#### Page extract

Academic background
- Alma mater: American University (BA); Northwestern University (MA, PhD);

Academic work
- Discipline: Psychologist
- Sub-discipline: Cognitive science; Learning sciences;

= Laurie Cutting =

Special education researcher

Laurie Cutting is an American scholar of psychology and pediatrics. She is the Patricia and Rodes Hart Professor of Special Education, Psychology and Human Development, Radiology, and Pediatrics at Vanderbilt University. In addition, she is associate director of the Vanderbilt Kennedy Center and a member of the Vanderbilt Brain Institute, training faculty for Vanderbilt's Neuroscience Ph.D. program.

Cutting is also a Senior Scientist at Haskins Laboratories and a member of the Haskins Global Literacy Hub. She was selected to be the 2017–2018 Joe B. Wyatt Distinguished University Professor at Vanderbilt University and received an NIH MERIT Award in 2018. Cutting serves on many boards and scientific advisory committees, including the National Center for Learning Disabilities and The Dyslexia Foundation. In 2002–2003, she completed an AAAS NIH science policy fellowship, and from 2007 to 2009, she was appointed to the Federal Reading First Advisory Panel.

########

▶ **Exercise A**:
Answer these from the Laurie Cutting profile:
(i) Which university granted Cutting's BA?
(ii) At which laboratories is she a Senior Scientist?
(iii) What award did she receive in 2018?
▶ **Exercise B**: Carry the Laurie Cutting profile forward, starting after its final sentence.
The listing is separate material, unrelated to the Laurie Cutting profile.

#### Data provided

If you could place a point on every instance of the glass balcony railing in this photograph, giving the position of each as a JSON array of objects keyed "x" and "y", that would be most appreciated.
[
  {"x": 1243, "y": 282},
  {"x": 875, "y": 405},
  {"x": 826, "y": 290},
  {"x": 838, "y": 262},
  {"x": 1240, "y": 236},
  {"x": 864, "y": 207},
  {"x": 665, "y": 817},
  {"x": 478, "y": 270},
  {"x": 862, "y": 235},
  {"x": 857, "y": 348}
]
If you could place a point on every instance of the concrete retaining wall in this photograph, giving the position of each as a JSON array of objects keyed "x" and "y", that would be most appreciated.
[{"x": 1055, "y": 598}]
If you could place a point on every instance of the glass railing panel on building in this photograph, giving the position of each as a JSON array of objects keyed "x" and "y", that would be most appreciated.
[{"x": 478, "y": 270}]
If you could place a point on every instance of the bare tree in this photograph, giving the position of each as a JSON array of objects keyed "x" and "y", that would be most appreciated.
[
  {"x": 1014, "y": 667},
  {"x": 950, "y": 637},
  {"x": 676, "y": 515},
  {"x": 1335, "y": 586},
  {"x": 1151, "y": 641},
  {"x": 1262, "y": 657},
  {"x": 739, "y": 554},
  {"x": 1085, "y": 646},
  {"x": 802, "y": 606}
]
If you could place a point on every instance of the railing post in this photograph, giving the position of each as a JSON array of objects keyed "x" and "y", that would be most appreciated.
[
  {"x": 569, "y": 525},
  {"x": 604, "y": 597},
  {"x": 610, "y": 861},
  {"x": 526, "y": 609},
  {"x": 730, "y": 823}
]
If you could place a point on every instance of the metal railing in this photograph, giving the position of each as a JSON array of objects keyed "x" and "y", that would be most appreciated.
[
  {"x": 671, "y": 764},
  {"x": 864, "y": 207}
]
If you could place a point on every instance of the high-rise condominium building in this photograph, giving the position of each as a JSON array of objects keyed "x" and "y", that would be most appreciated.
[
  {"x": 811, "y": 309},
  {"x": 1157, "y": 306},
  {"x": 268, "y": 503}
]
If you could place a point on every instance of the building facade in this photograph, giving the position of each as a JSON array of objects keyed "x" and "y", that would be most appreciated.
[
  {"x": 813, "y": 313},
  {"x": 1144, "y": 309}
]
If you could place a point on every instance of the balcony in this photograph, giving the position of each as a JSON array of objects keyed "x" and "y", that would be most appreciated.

########

▶ **Answer A**:
(i) American University
(ii) Haskins Laboratories
(iii) An NIH MERIT Award

▶ **Answer B**:
Prior to joining the faculty at Vanderbilt, she was a research scientist at the Kennedy Krieger Institute and an associate professor of neurology at the Johns Hopkins School of Medicine and an associate professor of education at Johns Hopkins University. While working on her doctorate at Northwestern University, she interned at Yale University School of Medicine's Center for Learning and Attention and the National Institute of Child Health and Human Development.